**Task brief**:
Format the data as a JSON list of strings, one string per line and no blank lines, starting from the beginning of the data up to and including the line with "M 224 164 L". Leave the pictures out.

(begin)

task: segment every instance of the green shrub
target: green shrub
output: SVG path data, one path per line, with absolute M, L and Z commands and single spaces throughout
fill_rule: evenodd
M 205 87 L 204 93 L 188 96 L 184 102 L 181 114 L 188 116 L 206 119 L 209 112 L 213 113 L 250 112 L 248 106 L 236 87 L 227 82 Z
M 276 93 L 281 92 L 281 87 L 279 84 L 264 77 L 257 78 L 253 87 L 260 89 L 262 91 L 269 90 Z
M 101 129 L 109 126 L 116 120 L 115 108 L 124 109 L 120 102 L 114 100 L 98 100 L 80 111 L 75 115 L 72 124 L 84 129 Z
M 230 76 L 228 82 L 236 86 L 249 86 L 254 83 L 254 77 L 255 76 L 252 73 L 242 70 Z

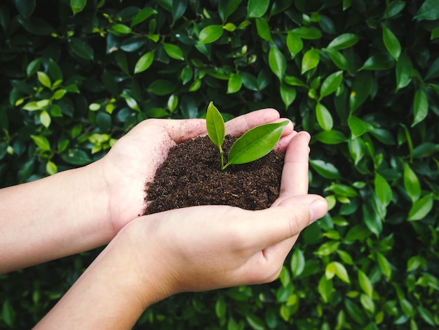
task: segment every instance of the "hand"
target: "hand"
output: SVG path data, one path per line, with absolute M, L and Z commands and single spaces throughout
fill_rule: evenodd
M 266 210 L 194 206 L 140 218 L 121 233 L 139 267 L 146 305 L 181 291 L 271 282 L 300 232 L 327 211 L 325 199 L 306 194 L 306 132 L 293 134 L 285 155 L 281 194 Z
M 131 221 L 35 329 L 131 329 L 172 294 L 275 279 L 300 232 L 327 210 L 306 194 L 309 141 L 291 131 L 278 145 L 288 147 L 270 209 L 194 206 Z
M 238 136 L 262 124 L 275 121 L 279 114 L 273 109 L 255 111 L 226 123 L 227 133 Z M 283 150 L 292 138 L 293 126 L 285 128 L 277 149 Z M 147 119 L 121 138 L 97 161 L 102 168 L 108 194 L 108 216 L 114 235 L 131 220 L 143 213 L 144 186 L 153 180 L 157 168 L 171 147 L 205 133 L 204 119 Z

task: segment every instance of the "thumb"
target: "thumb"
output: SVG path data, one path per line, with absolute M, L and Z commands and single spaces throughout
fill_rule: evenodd
M 327 212 L 327 203 L 321 196 L 303 194 L 288 198 L 276 206 L 254 211 L 249 242 L 259 249 L 276 245 L 297 237 L 307 225 Z

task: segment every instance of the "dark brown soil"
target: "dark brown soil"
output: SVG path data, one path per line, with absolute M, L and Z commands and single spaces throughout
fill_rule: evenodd
M 224 164 L 235 139 L 226 136 Z M 170 151 L 154 182 L 147 183 L 144 214 L 196 205 L 266 209 L 279 194 L 283 161 L 283 154 L 272 151 L 221 171 L 219 151 L 208 136 L 187 140 Z

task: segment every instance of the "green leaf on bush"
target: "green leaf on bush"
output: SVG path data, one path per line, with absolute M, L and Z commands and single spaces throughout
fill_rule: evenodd
M 288 31 L 287 34 L 287 47 L 291 53 L 291 57 L 294 58 L 296 54 L 302 51 L 304 47 L 304 43 L 299 36 L 292 31 Z
M 239 91 L 243 86 L 243 79 L 238 73 L 230 76 L 227 83 L 227 94 L 231 94 Z
M 422 220 L 433 209 L 433 194 L 428 194 L 413 203 L 409 212 L 407 220 L 414 221 Z
M 325 131 L 330 131 L 332 129 L 333 121 L 331 113 L 327 110 L 326 107 L 321 103 L 316 105 L 316 117 L 317 122 L 320 126 Z
M 308 51 L 305 53 L 302 60 L 302 74 L 316 67 L 319 62 L 320 54 L 318 53 L 318 51 L 315 48 L 311 48 Z
M 137 74 L 143 72 L 147 70 L 152 64 L 154 60 L 154 51 L 149 51 L 142 55 L 137 60 L 134 68 L 134 73 Z
M 222 36 L 222 25 L 208 25 L 200 32 L 199 44 L 211 44 Z
M 50 151 L 50 143 L 46 137 L 42 136 L 30 136 L 37 147 L 45 151 Z
M 348 48 L 352 47 L 356 43 L 358 42 L 360 38 L 356 34 L 353 33 L 345 33 L 336 37 L 329 45 L 328 48 L 335 48 L 337 51 L 341 49 Z
M 73 15 L 81 12 L 87 4 L 87 0 L 70 0 L 70 8 Z
M 265 124 L 245 132 L 232 145 L 229 152 L 231 164 L 253 161 L 268 154 L 278 143 L 288 121 Z
M 173 44 L 163 43 L 163 48 L 166 53 L 171 58 L 175 60 L 184 60 L 184 55 L 181 48 Z
M 398 38 L 393 34 L 393 32 L 386 25 L 382 25 L 381 28 L 383 29 L 383 41 L 384 42 L 384 46 L 392 56 L 393 56 L 395 60 L 398 60 L 401 53 L 401 44 L 399 40 L 398 40 Z
M 320 89 L 320 97 L 324 98 L 332 94 L 338 88 L 343 80 L 343 71 L 337 71 L 327 76 Z
M 407 86 L 412 80 L 413 65 L 407 52 L 403 52 L 399 57 L 396 63 L 396 90 L 403 88 Z
M 221 147 L 224 140 L 224 121 L 217 107 L 210 101 L 205 115 L 208 135 L 213 143 Z
M 439 19 L 438 0 L 425 0 L 413 18 L 428 20 Z
M 281 98 L 283 101 L 285 107 L 288 109 L 296 98 L 296 88 L 286 84 L 281 83 L 279 91 L 281 92 Z
M 247 15 L 249 18 L 260 18 L 269 8 L 269 0 L 249 0 L 247 5 Z
M 412 127 L 425 119 L 428 114 L 428 100 L 423 88 L 419 88 L 414 93 L 413 100 L 413 123 Z
M 311 167 L 323 178 L 338 179 L 340 178 L 339 170 L 332 164 L 320 159 L 310 159 Z
M 269 65 L 276 76 L 282 80 L 287 69 L 287 61 L 283 54 L 273 45 L 269 53 Z
M 343 264 L 339 263 L 338 261 L 332 261 L 332 263 L 326 265 L 325 275 L 327 279 L 332 279 L 335 275 L 344 282 L 351 283 L 348 271 Z
M 256 29 L 257 34 L 264 40 L 267 41 L 273 41 L 271 39 L 271 32 L 270 32 L 270 27 L 265 18 L 257 18 L 256 19 Z
M 142 9 L 139 13 L 136 14 L 136 15 L 133 19 L 131 22 L 131 27 L 137 24 L 141 23 L 142 22 L 145 21 L 148 18 L 152 15 L 157 14 L 157 11 L 153 9 L 151 7 L 145 7 Z

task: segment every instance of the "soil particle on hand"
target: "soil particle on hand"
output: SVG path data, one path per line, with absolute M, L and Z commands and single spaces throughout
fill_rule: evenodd
M 236 138 L 226 136 L 224 164 Z M 144 214 L 197 205 L 231 205 L 248 210 L 266 209 L 279 195 L 284 154 L 271 151 L 251 163 L 221 170 L 218 147 L 208 136 L 172 148 L 145 185 Z

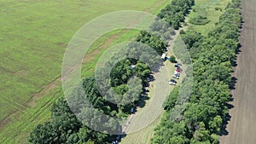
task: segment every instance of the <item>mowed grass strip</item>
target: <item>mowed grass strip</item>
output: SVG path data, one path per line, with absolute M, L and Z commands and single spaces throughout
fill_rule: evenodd
M 0 2 L 0 143 L 25 143 L 35 125 L 49 120 L 51 104 L 63 92 L 61 83 L 54 84 L 49 91 L 44 88 L 60 78 L 66 47 L 79 28 L 108 12 L 133 9 L 156 14 L 168 3 L 167 0 Z M 152 9 L 155 4 L 159 6 Z M 101 43 L 105 42 L 108 44 L 103 47 L 107 48 L 108 44 L 130 40 L 137 32 L 117 31 L 107 34 L 113 35 L 113 40 L 107 43 L 106 35 L 92 49 L 101 49 Z M 95 52 L 93 60 L 83 66 L 84 77 L 93 74 L 96 61 L 104 49 L 99 51 L 91 51 Z
M 231 2 L 231 0 L 195 0 L 195 6 L 194 6 L 193 9 L 202 9 L 203 13 L 207 14 L 207 20 L 209 20 L 210 22 L 206 25 L 191 25 L 190 28 L 206 36 L 213 29 L 215 23 L 218 21 L 219 16 L 223 14 L 229 2 Z M 220 8 L 222 11 L 215 10 L 215 8 Z M 189 19 L 197 16 L 199 13 L 200 12 L 191 10 Z

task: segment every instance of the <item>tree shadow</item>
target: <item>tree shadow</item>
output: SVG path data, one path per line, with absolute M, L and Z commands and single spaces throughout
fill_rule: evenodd
M 230 89 L 236 89 L 236 84 L 237 78 L 235 77 L 231 78 L 231 82 L 230 83 Z
M 220 135 L 229 135 L 229 131 L 226 130 L 227 128 L 227 124 L 229 124 L 229 122 L 231 119 L 231 116 L 228 113 L 224 118 L 224 123 L 220 130 Z

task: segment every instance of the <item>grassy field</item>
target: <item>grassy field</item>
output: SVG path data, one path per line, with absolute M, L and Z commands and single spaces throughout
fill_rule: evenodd
M 190 28 L 207 35 L 215 26 L 215 23 L 218 21 L 218 17 L 221 15 L 228 3 L 231 0 L 195 0 L 195 6 L 193 7 L 196 12 L 191 10 L 189 19 L 197 16 L 197 14 L 204 14 L 207 20 L 210 20 L 207 25 L 192 25 Z M 221 10 L 215 10 L 215 8 L 220 8 Z
M 49 107 L 61 96 L 61 60 L 76 31 L 112 11 L 157 13 L 169 0 L 7 1 L 0 2 L 0 143 L 25 143 L 28 132 L 49 118 Z M 137 32 L 117 31 L 99 39 L 84 61 L 82 75 L 93 73 L 107 48 Z M 110 38 L 108 38 L 110 37 Z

(end)

**Answer in full**:
[
  "task: segment every instance of the green shrub",
  "target: green shrub",
  "output: SVG path data, one path per line, with absolute M, L and Z commands and single spaces throughout",
  "fill_rule: evenodd",
  "M 205 87 L 204 93 L 188 96 L 184 102 L 181 114 L 188 116 L 206 119 L 209 112 L 213 113 L 250 112 L 248 106 L 236 87 L 227 82 Z",
  "M 276 93 L 281 92 L 281 87 L 279 84 L 264 77 L 257 78 L 253 87 L 260 89 L 262 91 L 269 90 Z",
  "M 101 129 L 109 126 L 116 120 L 115 108 L 124 109 L 120 102 L 114 100 L 98 100 L 80 111 L 75 115 L 72 124 L 84 129 Z",
  "M 230 76 L 228 82 L 236 86 L 249 86 L 254 83 L 254 77 L 255 76 L 252 73 L 242 70 Z",
  "task: segment every instance of the \"hand\"",
  "target: \"hand\"",
  "output: SVG path data, one path per line, with absolute M, L and Z commands and single spaces throughout",
  "fill_rule: evenodd",
  "M 266 210 L 194 206 L 140 218 L 121 233 L 139 267 L 146 305 L 181 291 L 271 282 L 300 232 L 327 211 L 325 199 L 306 194 L 306 132 L 293 134 L 285 155 L 281 194 Z",
  "M 131 221 L 35 329 L 131 329 L 172 294 L 275 279 L 300 232 L 327 210 L 306 194 L 309 141 L 291 131 L 278 145 L 288 147 L 270 209 L 194 206 Z",
  "M 238 136 L 262 124 L 275 121 L 279 114 L 273 109 L 255 111 L 226 123 L 227 133 Z M 283 150 L 292 138 L 293 126 L 285 128 L 277 149 Z M 147 119 L 121 138 L 97 161 L 102 168 L 108 194 L 108 216 L 114 235 L 131 220 L 143 213 L 144 186 L 153 180 L 157 168 L 171 147 L 205 133 L 204 119 Z",
  "task: segment every instance of the \"thumb\"",
  "target: \"thumb\"",
  "output: SVG path data, one path per line, with absolute M, L and Z commands and single spaces throughout",
  "fill_rule: evenodd",
  "M 327 212 L 327 203 L 321 196 L 303 194 L 288 198 L 276 206 L 254 211 L 249 242 L 259 249 L 276 245 L 297 237 L 307 225 Z",
  "task: segment every instance of the \"dark brown soil\"",
  "target: \"dark brown soil\"",
  "output: SVG path data, one path per line, with absolute M, L and Z commands and single spaces throughout",
  "fill_rule: evenodd",
  "M 224 164 L 235 139 L 226 136 Z M 170 151 L 154 182 L 147 183 L 144 214 L 196 205 L 266 209 L 279 194 L 283 161 L 283 154 L 272 151 L 221 171 L 219 151 L 208 136 L 187 140 Z"
]